▸ REQUIRED TASK A
According to the simulation API documentation, for how many time steps should the client control an agent before handing it off to ITRA as an NPC?
▸ REQUIRED TASK B
In the simulation API documentation, take the part that opens with the words containing "Validation and debugging#" and closes with "in real integrations." and write it out again, swapping "Python library" for "Python package".

▸ READING PASSAGE
[START]
In the simple case there is a fixed number of agents present throughout the entire simulation. However, it is also possible to dynamically introduce and remove agents, which is typically done when they enter and exit the supported area. Removing agents is easy, all it takes is removing the information for a given agent from the lists of agent properties, agent states, and recurrent states. For convenience, DRIVE returns a boolean vector indicating which agents are within the supported area after the predicted step. Similarly, removing these agents from any simulation management tool that calls DRIVE under-the-hood will achieve the same result. Introducing agents into a running simulation is more complicated, due to the requirement to construct their recurrent state. When predictions for the new agents are not going to be consumed, its state can simply be appended to the relevant lists, with the recurrent state set to zeros. To obtain good predictions for such an agent, another call to INITIALIZE needs to be made, providing the recent history of all agents, including the new agent. This correctly initializes the recurrent state and DRIVE can be called from that point on normally. For best performance, each agent should initially be controlled by the client for at least 10 time steps before being handed off to ITRA as an NPC by calling INITIALIZE.

Reproducibility and control over predictions#

INITIALIZE and DRIVE optionally accept a random seed, which controls their stochastic behavior. With the same seed and the same inputs, the outputs will be approximately the same with high accuracy.

Otherwise, there is a growing list of features that allow for controllability of the agents predicted behavior. Some of these features include:

Waypoints allow users to provide one or a series of navigational goals NPC agents will attempt to execute in the order provided. The waypoints must be reachable within the map - this means there is a path in the lanelets from the NPC’s current position to the waypoint (the waypoint is not outside of the map, the lanes are connected, etc.). At this time, the waypoints are defined with respect to space only and not with respect to time.

Aggressiveness is a parameter to can modify the behavior of particular agents. As the name suggests, this parameter varies how “aggressive” or “passive” an agent behaves as it navigates through a scene. Examples of aggressive behavior include, but are not limited to, higher general speed and a lower probability to yielding courteously to other agents.

Validation and debugging#

To facilitate development of integration without incurring the costs of API calls, we provide a way to mock API calls that returns locally computed simple responses in the correct format. This mock API also performs validation of message formats, including checking lengths of lists and bounds for numeric values, and those checks can also be optionally performed on the client side before paid API calls. All those features are only available in the Python library and not in the REST API. To enable the mock API, just set the environment variable IAI_MOCK_API to true according to Environment Variables. For further debugging and visualization, both INITIALIZE and DRIVE optionally return a rendered birdview image showing the simulation state after the call to them. This significantly increases the payload size and latency, so it should not be done in real integrations.

Importing from the package#

All public symbols are available directly from the top-level invertedai package. Always import from there, not from internal submodules:

# Correct
import invertedai as iai
from invertedai import WaypointManager

# Avoid — internal paths may change between versions without notice
from invertedai.helpers.waypoints import WaypointManager
[END]
▸ DATA SUPPLIED
[START]
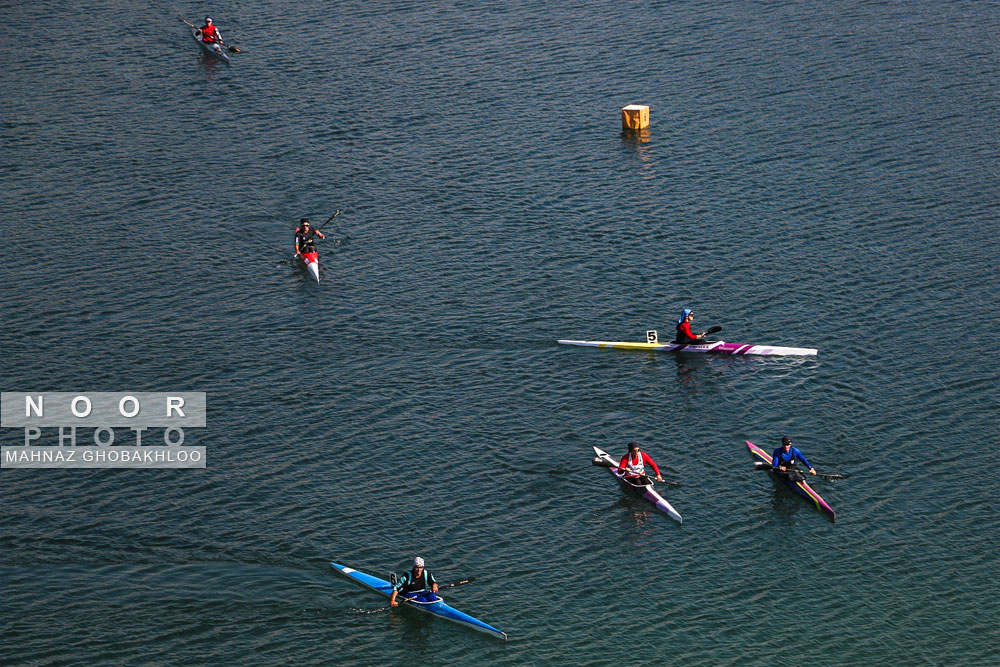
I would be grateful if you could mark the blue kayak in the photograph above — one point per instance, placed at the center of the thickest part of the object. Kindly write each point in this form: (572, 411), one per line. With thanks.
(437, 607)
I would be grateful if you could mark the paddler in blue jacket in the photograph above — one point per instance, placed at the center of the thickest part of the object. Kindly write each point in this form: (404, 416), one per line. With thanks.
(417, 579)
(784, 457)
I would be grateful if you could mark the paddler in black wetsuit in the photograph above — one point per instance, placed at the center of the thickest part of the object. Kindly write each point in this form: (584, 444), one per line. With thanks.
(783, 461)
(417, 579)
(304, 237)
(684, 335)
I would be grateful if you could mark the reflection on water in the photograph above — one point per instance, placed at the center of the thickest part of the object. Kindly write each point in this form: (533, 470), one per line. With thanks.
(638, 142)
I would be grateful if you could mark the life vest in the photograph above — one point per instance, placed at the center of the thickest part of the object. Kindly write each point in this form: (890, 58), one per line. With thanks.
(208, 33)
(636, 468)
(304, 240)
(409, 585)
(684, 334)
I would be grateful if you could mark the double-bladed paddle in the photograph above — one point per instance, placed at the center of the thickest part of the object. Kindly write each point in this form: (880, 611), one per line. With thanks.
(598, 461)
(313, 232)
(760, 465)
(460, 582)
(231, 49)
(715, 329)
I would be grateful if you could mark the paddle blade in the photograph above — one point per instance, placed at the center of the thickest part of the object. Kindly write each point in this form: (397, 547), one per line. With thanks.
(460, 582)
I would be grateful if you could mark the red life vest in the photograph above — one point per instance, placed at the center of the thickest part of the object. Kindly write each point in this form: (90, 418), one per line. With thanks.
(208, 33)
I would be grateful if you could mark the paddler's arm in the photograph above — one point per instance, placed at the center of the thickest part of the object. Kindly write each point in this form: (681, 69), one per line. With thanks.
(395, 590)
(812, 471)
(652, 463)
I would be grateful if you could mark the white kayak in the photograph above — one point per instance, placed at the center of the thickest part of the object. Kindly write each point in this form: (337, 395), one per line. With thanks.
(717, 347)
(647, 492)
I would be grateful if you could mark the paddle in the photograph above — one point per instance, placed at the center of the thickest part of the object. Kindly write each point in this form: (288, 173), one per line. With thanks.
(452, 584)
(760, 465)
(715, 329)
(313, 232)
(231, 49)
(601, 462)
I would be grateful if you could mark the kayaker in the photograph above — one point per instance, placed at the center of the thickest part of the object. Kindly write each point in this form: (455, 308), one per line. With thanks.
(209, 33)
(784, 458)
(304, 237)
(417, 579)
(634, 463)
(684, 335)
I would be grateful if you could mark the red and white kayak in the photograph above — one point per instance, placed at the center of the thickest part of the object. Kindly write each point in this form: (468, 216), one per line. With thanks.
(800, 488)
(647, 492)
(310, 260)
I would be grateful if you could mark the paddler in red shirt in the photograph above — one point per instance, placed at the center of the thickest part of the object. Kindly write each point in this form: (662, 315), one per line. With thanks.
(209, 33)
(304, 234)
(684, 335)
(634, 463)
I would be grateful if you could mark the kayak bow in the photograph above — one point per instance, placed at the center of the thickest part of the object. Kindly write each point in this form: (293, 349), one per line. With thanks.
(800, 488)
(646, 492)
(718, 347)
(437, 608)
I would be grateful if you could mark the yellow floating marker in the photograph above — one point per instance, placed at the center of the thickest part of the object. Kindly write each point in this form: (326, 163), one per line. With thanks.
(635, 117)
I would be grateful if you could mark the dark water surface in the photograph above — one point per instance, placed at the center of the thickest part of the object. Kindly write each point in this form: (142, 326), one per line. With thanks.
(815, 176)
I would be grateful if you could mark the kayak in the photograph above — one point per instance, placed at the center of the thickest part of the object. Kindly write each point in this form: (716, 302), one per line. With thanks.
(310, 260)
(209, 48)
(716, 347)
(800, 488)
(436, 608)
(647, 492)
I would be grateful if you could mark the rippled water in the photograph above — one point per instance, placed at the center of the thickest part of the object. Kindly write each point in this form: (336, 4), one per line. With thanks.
[END]
▸ FULL ANSWER A
At least 10 time steps.

▸ FULL ANSWER B
Validation and debugging#

To facilitate development of integration without incurring the costs of API calls, we provide a way to mock API calls that returns locally computed simple responses in the correct format. This mock API also performs validation of message formats, including checking lengths of lists and bounds for numeric values, and those checks can also be optionally performed on the client side before paid API calls. All those features are only available in the Python package and not in the REST API. To enable the mock API, just set the environment variable IAI_MOCK_API to true according to Environment Variables. For further debugging and visualization, both INITIALIZE and DRIVE optionally return a rendered birdview image showing the simulation state after the call to them. This significantly increases the payload size and latency, so it should not be done in real integrations.